### YOUR INSTRUCTIONS
The output should be exactly the lines from the one containing "the man's ear" through the last line of the records, and only those.

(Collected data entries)
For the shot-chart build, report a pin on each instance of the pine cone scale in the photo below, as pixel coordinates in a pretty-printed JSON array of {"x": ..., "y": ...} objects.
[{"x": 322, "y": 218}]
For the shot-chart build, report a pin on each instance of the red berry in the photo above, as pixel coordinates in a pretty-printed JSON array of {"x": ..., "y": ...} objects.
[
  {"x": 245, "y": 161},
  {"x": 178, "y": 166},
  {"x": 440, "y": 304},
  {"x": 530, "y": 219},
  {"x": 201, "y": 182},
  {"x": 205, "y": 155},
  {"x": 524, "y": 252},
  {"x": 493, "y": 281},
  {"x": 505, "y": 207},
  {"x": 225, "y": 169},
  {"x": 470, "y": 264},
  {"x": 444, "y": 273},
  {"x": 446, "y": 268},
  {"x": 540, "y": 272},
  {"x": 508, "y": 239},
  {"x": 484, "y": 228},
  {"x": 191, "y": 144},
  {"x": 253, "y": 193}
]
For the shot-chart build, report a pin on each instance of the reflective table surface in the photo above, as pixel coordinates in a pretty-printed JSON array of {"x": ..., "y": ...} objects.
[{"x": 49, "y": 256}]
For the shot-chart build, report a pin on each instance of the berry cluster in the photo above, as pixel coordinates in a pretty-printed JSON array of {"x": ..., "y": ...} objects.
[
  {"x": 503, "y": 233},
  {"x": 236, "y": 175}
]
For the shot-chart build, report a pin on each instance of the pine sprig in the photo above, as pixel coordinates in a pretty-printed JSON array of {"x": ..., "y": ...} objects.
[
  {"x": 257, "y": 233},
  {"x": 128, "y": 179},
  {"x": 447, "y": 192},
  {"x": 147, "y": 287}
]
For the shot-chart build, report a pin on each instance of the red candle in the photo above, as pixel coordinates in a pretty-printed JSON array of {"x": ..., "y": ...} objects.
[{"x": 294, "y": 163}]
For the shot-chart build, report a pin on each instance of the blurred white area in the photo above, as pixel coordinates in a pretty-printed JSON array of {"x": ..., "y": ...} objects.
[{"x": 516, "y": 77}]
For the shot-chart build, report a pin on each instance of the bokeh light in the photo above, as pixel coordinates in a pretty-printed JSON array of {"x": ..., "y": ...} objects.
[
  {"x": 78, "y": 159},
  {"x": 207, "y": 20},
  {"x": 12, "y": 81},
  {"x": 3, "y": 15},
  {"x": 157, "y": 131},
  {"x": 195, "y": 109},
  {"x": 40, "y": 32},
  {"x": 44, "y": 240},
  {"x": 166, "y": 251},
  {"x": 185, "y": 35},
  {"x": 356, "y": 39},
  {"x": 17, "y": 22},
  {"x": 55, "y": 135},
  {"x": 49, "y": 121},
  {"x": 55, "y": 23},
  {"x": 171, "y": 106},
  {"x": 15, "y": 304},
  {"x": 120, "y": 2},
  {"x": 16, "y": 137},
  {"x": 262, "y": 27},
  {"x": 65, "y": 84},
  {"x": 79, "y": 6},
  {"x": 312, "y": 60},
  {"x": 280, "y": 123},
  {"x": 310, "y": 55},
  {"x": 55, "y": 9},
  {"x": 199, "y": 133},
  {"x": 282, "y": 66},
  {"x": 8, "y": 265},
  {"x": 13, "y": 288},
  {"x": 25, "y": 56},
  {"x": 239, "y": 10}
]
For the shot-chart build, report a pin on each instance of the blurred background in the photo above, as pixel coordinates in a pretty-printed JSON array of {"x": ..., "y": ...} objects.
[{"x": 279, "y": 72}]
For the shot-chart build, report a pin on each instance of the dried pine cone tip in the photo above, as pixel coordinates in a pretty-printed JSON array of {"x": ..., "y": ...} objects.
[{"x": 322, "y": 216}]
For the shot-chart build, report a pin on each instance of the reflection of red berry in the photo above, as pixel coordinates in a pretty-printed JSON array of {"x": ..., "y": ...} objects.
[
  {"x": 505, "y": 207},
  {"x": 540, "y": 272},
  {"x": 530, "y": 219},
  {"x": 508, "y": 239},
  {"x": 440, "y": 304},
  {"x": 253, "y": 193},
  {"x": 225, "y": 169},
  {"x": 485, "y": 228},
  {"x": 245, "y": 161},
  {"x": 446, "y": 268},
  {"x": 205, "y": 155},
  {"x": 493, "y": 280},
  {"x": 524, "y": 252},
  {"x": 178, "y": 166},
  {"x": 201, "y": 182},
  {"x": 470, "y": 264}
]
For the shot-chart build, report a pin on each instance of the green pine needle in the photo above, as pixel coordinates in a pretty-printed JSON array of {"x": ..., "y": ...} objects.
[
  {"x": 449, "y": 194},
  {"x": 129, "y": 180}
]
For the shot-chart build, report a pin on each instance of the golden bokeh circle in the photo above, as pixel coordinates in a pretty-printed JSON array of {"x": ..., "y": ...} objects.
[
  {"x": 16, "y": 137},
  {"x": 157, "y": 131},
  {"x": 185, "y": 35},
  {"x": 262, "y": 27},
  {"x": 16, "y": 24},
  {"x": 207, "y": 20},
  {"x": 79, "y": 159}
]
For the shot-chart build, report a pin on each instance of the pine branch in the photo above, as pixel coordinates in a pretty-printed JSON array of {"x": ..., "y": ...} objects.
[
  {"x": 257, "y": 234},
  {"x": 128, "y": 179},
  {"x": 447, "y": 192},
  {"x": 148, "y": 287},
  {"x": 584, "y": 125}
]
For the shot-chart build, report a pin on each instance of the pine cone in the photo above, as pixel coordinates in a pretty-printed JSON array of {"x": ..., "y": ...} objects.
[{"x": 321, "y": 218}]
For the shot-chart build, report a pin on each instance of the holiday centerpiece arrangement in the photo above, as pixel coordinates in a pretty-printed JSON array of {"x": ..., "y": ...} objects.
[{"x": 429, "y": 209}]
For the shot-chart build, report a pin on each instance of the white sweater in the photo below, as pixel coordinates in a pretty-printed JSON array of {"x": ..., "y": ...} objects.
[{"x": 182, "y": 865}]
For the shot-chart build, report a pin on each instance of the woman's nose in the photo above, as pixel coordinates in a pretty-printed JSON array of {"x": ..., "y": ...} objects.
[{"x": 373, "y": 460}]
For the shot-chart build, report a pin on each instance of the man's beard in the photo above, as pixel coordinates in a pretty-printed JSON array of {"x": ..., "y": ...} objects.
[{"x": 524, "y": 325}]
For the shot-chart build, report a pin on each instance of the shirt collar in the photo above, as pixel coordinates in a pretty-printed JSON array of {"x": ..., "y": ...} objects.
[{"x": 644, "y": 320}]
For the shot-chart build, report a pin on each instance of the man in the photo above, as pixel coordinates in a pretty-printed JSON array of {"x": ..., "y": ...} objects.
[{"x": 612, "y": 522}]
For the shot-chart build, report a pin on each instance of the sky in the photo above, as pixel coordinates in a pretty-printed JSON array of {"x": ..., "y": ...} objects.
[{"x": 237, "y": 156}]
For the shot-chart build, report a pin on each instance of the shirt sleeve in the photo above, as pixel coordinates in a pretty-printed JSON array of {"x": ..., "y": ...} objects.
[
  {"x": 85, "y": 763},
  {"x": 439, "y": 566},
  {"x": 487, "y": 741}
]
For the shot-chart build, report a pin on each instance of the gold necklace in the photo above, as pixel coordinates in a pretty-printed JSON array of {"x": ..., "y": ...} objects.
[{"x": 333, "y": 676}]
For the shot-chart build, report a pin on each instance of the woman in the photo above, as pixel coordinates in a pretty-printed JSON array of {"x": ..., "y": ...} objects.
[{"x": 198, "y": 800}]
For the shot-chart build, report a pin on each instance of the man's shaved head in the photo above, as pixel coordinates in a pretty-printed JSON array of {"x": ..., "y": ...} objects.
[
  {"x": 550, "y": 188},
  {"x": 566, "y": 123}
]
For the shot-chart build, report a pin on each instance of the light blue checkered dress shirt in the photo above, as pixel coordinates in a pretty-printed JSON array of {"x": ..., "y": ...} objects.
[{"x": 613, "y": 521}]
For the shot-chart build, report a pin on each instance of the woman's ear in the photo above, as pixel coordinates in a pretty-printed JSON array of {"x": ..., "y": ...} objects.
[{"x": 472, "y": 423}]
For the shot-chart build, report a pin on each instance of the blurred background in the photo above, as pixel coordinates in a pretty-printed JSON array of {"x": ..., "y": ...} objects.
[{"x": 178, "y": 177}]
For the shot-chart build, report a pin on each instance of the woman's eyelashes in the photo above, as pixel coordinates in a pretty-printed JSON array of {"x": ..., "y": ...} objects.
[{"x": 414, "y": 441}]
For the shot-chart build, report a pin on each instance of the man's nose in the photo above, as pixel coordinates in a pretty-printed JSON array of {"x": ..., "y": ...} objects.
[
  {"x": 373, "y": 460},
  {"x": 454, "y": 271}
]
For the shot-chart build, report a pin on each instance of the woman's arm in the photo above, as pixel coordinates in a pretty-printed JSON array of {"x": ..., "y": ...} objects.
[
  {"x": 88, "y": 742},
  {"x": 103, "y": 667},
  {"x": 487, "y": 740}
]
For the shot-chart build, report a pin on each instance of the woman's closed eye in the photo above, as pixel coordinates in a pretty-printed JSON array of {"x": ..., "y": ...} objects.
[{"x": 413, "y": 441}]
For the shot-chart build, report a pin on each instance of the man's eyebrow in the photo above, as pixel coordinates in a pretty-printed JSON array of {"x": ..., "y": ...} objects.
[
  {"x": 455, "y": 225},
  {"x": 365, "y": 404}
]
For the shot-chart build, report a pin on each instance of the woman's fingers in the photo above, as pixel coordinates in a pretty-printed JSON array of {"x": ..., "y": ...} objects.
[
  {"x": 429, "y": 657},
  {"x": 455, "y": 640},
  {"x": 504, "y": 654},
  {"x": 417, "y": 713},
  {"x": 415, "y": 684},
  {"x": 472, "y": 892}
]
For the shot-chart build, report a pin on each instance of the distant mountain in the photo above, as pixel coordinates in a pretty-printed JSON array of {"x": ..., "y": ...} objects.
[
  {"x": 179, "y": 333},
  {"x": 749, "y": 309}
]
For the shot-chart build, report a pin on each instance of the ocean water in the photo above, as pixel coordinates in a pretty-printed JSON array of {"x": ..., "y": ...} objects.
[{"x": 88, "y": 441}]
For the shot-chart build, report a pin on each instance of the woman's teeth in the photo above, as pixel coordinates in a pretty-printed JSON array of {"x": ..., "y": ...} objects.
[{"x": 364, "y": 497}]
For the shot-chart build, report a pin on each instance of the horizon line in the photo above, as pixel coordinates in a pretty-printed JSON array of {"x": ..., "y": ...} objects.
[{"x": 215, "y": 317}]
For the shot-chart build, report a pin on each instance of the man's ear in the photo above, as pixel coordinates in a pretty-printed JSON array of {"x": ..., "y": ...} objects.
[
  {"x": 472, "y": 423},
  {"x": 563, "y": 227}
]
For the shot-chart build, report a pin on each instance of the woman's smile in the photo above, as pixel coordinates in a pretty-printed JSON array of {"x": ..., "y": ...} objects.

### PROBLEM SOLUTION
For the shot-chart build, report a pin on each instance of the man's ear in the photo above, as pixel coordinates in a pretty-printed JSON array of {"x": ..., "y": ...} objects.
[
  {"x": 472, "y": 423},
  {"x": 563, "y": 227}
]
For the shot-chart build, report a pin on each instance of the woman's smile in the photo above, as pixel coordinates in a pretty-printed JSON array of {"x": ..., "y": ...} objects.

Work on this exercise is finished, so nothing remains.